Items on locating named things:
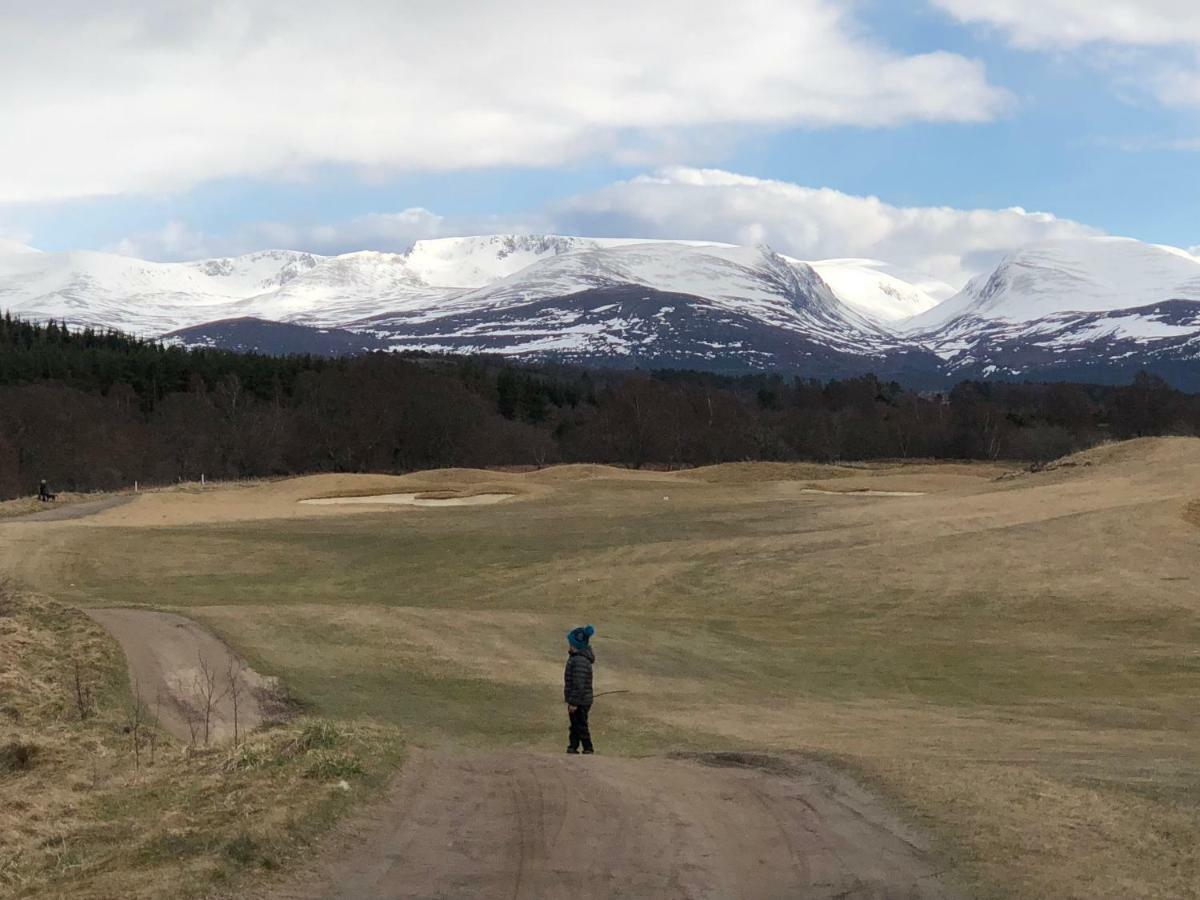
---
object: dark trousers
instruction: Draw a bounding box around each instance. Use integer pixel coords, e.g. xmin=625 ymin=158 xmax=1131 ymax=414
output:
xmin=566 ymin=707 xmax=592 ymax=750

## Task statement
Copy the items above word for word, leaving out the pictures.

## Exercise answer
---
object: dark trousers
instruction: Draw a bounding box around each instance. Use integer pixel coords, e.g. xmin=625 ymin=158 xmax=1131 ymax=414
output:
xmin=566 ymin=707 xmax=592 ymax=750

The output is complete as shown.